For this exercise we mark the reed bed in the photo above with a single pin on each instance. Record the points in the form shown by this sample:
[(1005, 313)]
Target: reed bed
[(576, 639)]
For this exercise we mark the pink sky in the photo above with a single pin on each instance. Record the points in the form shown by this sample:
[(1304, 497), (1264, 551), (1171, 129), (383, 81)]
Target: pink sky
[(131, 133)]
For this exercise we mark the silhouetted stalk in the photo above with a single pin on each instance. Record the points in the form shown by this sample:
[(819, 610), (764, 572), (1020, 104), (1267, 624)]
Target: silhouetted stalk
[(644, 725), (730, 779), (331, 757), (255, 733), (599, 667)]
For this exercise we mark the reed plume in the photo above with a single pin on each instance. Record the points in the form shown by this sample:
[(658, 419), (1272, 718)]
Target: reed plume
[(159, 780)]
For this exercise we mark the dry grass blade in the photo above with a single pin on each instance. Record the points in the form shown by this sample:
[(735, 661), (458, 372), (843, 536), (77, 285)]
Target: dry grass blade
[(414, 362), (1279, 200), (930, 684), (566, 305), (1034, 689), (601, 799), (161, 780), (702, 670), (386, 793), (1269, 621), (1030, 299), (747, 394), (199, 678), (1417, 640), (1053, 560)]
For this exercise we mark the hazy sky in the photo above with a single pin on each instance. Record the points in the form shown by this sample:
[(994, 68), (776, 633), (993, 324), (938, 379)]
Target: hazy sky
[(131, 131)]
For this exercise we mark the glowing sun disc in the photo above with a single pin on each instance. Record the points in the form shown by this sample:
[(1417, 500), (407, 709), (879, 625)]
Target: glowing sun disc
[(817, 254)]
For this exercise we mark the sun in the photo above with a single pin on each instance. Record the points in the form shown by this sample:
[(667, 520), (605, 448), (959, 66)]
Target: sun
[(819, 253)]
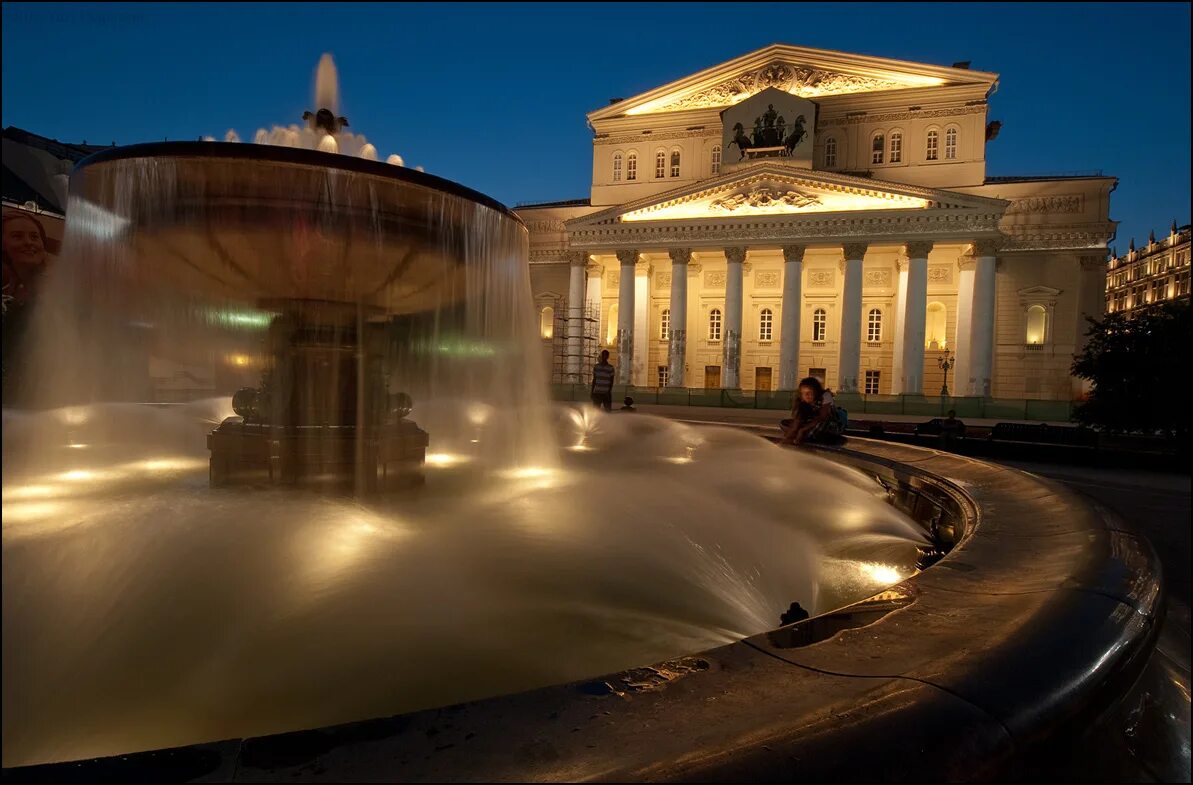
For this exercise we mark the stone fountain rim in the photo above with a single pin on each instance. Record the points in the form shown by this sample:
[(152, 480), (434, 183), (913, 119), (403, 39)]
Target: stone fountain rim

^^^^^^^^^^^^^^^^

▸ REQUEST
Reproduce the rows above word for word, starting at the line that contains "For this exercise we mark the dry" and continuing through the last of the rows. Omit the pictures from your reproduction.

▸ CORRECT RESULT
For this exercise we mark the dry grass blade in the photo above with a single pin on each instance. Record the points in the form shown by this sample:
[(735, 661), (458, 372), (843, 536), (77, 285)]
Target: dry grass blade
[(414, 362), (1279, 200), (930, 684), (566, 305), (1034, 689), (601, 799), (161, 780), (702, 670), (386, 793), (1269, 621), (1030, 299), (747, 394), (199, 678), (1417, 640), (1053, 560)]
For this exercise we mark the hazy sky in the photo above with a single pin on each instance. Record the points in the form shown by this sample:
[(994, 68), (776, 633), (993, 324), (938, 379)]
Target: hazy sky
[(131, 131)]
For this exercise we mark the glowing sun disc in the photo above with a single pin on each instance. Record the points in the form shown by this sample:
[(1417, 500), (407, 709), (879, 625)]
Target: glowing sun disc
[(817, 254)]
For this exercise we mark the sun in the photo above with a single pin on each instance. Record the points in the form shown by this sample:
[(667, 520), (605, 448), (959, 66)]
Target: sun
[(819, 253)]
For this exercise we mark the stone fountain rim in the photo above with a single pin on each instance. Record the points in the form shown by this sample:
[(152, 480), (434, 183), (913, 119), (403, 39)]
Target: stone fountain rim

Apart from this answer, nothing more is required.